** Opening Document passage block **
Other parts of the statement detailed that the CBN will immediately begin to provide foreign exchange to all commercial banks to meet the needs of both personal travel allowances (PTA) and business travel allowances (BTA) and meet the needs of parents, guardians and sponsors who are seeking to make payments of school and educational fees for their children and wards.
Before the CBN’s new forex policy interventions, travellers out of Nigeria were finding it difficult to access forex at the airports.
Travelex and other forex companies at the airports weren’t selling dollars, even though they all had the dollars.
Osinbajo at ICAN conference (Reuters)
“They are all hoarding the dollar”, one passenger told Pulse at the Murtala Muhammed International Airport in Lagos, days before the CBN rolled out its new set of policies. “The banks are selling to the parallel market…to the Mallams, who in turn sell to the general public at an exorbitant price”.
One Bureau De Change dealer told Pulse that they were purchasing the dollar at N350/$1 at official CBN sources and selling same to the public at N520/$1.
Other traders in forex were simply holding on to the dollar in anticipation of further devaluation of the Naira. Some held onto their forex while waiting to sell at higher prices.
Speculators in forex were having a field day.
“There was a lot of round-tripping and greed going on,” a financial analyst who craved anonymity for this story, told Pulse.
“N525 is certainly not the true value of the Naira to the Dollar”, one banker told Pulse in utter frustration, last week.
“In order to further ease the burden of travellers and ensure that transactions are settled at much more competitive exchange rates, the CBN hereby directs all banks to open FX retail outlets at major airports as soon as logistics permit”, the apex bank ordered.
There was more from a now livid central bank:
CBN Governor and President Buhari (Twitter)
“The Bank reiterates that it would neither tolerate unscrupulous actions nor hesitate to bring serious sanctions on offenders, be they banks or their staff”, the statement read.
24 hours after the CBN barked and flexed its muscle, the Naira appreciated against the Dollar.
** Closing Document passage block **
** Opening Extracted information block **
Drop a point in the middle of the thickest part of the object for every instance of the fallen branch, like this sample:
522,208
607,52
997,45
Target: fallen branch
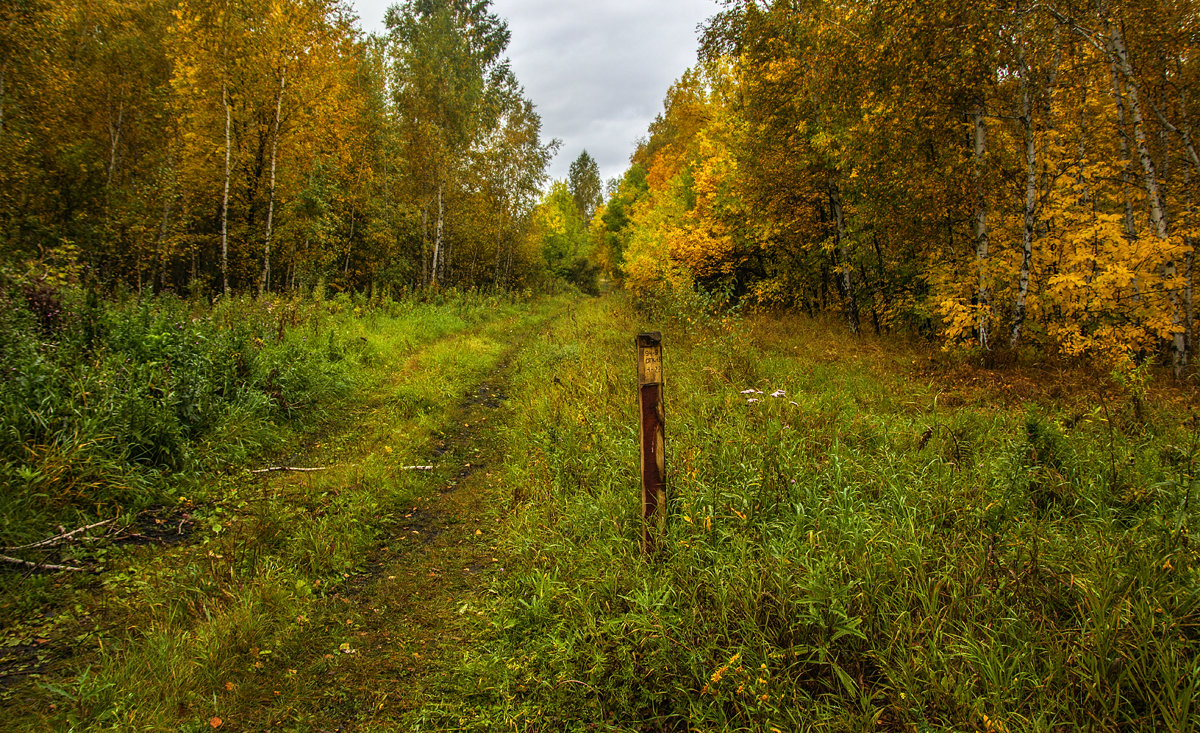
** Closing Extracted information block **
Things to do:
a) Answer each question about the article on the CBN's forex policy, using what it states.
(i) Which two kinds of travel allowance will the CBN supply foreign exchange to banks to cover?
(ii) At what rate did one Bureau De Change dealer say they sold the dollar to the public?
(iii) Where does the CBN direct all banks to open FX retail outlets?
b) Pick up the article on the CBN's forex policy and the Naira after its last sentence and write a paragraph or two more.
You won't need the records for this.

Replies:
a)
(i) Personal travel allowances (PTA) and business travel allowances (BTA).
(ii) N520/$1.
(iii) At major airports.

b)
Pulse’ checks at Bureau De Change outlets at the Lagos airport, showed that the Naira is now exchanging for N400 to the dollar, N520 to the Pound and N420 to the Euro, as at 12 noon, Friday February 24, 2017.
The Naira may well trade for N300 to the dollar before mid March, if prevailing favourable conditions persist.
Besides the CBN’s new interventionist policy, there are a few more dollars to play with in Nigeria at the moment.
The price of crude oil has risen to $56/barrel in the international market and Nigeria’s crude oil output has gone past the 2million bpd (barrel per day) mark from previous poor levels of 1.7million bpd–which had to do with activities of pipeline vandals.
Godwin Emefiele (REUTERS/Stringer)
At the best of times, Nigeria was averaging 2.2million bpd.
As a consequence, Nigeria’s foreign exchange reserves have risen to $27B and foreign investors have just shown that there is still a strong appetite for Nigeria’s market with an oversubscribed Eurobond.
There’s a lot more dollar in circulation at the moment than there was last month or two months ago.
Analysts say the gains of the past couple of days in the country’s forex market can be sustained if the CBN and deposit money banks show more transparency in their dealings and if the apex bank stops rigging its own forex market.
The only way to put speculators out of business, one financial analyst told Pulse, is to make sure the interbank has sufficient forex to trade.
CBN officials have often been accused of selling forex to the black market and bypassing the banks, because there’s more bang for the buck that way.
Once there’s an artificial dollar scarcity at the official channels, the black market waits in the wings to make a killing, Pulse was told by two bankers who contributed for this story separately.